PROBLEM: Write out the whole listing, matching it exactly.

=== DATA TO PROCESS ===

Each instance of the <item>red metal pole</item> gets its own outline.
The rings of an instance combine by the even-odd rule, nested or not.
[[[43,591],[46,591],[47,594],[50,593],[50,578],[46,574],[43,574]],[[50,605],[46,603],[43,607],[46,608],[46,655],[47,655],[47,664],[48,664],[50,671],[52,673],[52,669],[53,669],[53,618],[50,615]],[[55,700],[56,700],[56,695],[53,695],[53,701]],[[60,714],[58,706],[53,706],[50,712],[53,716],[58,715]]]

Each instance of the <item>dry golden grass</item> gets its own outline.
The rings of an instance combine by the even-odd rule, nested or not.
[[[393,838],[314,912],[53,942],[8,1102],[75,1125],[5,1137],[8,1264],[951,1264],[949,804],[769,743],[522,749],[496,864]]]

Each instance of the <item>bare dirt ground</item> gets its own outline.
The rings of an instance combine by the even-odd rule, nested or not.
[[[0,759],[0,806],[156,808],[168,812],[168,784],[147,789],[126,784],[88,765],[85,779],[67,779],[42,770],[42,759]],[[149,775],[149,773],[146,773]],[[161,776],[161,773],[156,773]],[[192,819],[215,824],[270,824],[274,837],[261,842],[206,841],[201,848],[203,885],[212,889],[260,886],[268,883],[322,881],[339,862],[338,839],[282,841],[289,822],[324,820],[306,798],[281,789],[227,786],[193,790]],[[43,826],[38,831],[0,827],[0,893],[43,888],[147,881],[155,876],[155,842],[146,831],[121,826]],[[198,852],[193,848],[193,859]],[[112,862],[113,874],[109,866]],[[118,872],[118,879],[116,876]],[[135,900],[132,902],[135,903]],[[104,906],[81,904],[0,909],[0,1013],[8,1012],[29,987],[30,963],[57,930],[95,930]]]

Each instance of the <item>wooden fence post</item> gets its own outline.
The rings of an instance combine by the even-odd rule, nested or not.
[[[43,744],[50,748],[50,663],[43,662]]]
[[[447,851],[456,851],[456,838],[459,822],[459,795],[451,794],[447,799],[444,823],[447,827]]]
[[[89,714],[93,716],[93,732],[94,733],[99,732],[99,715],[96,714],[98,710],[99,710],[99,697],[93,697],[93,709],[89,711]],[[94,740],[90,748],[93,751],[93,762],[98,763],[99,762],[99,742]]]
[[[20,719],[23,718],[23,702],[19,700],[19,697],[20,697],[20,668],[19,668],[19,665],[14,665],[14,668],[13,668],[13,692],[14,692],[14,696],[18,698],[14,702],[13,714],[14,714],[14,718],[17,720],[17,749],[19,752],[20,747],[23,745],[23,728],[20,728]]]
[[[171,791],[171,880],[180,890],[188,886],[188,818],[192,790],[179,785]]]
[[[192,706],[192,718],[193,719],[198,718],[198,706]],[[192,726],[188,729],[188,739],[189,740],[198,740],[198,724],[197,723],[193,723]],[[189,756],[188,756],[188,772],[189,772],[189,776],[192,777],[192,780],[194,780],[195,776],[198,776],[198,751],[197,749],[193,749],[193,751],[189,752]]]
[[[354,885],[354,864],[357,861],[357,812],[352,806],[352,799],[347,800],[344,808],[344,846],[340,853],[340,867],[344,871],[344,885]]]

===

CORRECT ANSWER:
Each instance of the <item>red metal pole</item> gets its own outline.
The rings of an instance combine by the even-odd rule, nested or not.
[[[43,591],[46,591],[47,594],[50,593],[50,578],[46,574],[43,574]],[[50,605],[46,603],[43,607],[46,608],[46,655],[47,655],[47,664],[48,664],[50,671],[52,673],[52,669],[53,669],[53,618],[50,615]],[[55,700],[56,700],[56,695],[53,695],[53,701]],[[60,714],[58,706],[53,706],[50,712],[53,716],[58,715]]]

Each instance of the <item>dry golden grass</item> gets its own outline.
The rings of an instance combine by the even-odd rule, nested or not.
[[[393,838],[314,912],[53,942],[8,1102],[75,1125],[5,1137],[8,1264],[951,1264],[949,804],[769,743],[522,749],[496,864]]]

Each instance of the <item>bare dirt ground</item> gets its own outline.
The rings of an instance combine by the even-odd rule, nested or not.
[[[0,759],[0,806],[156,808],[168,812],[168,784],[147,789],[126,784],[88,765],[85,779],[67,779],[42,770],[42,759]],[[149,775],[149,773],[146,773]],[[161,776],[161,773],[156,773]],[[192,819],[215,824],[270,824],[274,837],[261,842],[206,841],[201,848],[203,885],[212,889],[260,886],[268,883],[322,881],[339,862],[338,839],[282,841],[289,822],[324,820],[306,798],[281,789],[227,786],[193,790]],[[43,826],[38,831],[0,827],[0,893],[43,888],[147,881],[155,876],[155,842],[146,831],[121,826]],[[198,852],[193,848],[193,859]],[[112,862],[113,874],[109,866]],[[118,872],[118,879],[116,876]],[[135,900],[132,902],[135,903]],[[104,906],[81,904],[0,909],[0,1013],[8,1012],[29,987],[30,963],[57,930],[95,930]]]

Each instance of the <item>wooden fence post</item> gets its own outline.
The rings of an instance combine by the even-odd rule, nested or not.
[[[43,744],[50,748],[50,663],[43,662]]]
[[[447,851],[456,851],[456,838],[459,822],[459,795],[451,794],[447,799],[444,823],[447,827]]]
[[[89,714],[93,716],[93,732],[94,733],[99,732],[99,715],[96,714],[98,710],[99,710],[99,697],[93,697],[93,709],[89,711]],[[94,740],[90,748],[93,751],[93,762],[98,763],[99,762],[99,742]]]
[[[20,719],[23,718],[23,702],[19,700],[19,697],[20,697],[20,668],[19,668],[19,665],[14,665],[14,668],[13,668],[13,692],[14,692],[14,696],[18,698],[14,702],[13,714],[14,714],[14,718],[17,720],[17,749],[19,752],[20,747],[23,745],[23,728],[20,728]]]
[[[171,791],[171,880],[180,890],[188,886],[188,818],[192,790],[179,785]]]
[[[192,706],[192,718],[193,719],[198,718],[198,706]],[[192,726],[188,729],[188,739],[189,740],[198,740],[198,724],[197,723],[193,723]],[[189,756],[188,756],[188,772],[189,772],[189,776],[192,777],[192,780],[194,780],[195,776],[198,776],[198,751],[197,749],[193,749],[193,751],[189,752]]]
[[[354,885],[354,864],[357,861],[357,812],[352,806],[352,799],[347,800],[344,808],[344,846],[340,853],[340,867],[344,871],[344,885]]]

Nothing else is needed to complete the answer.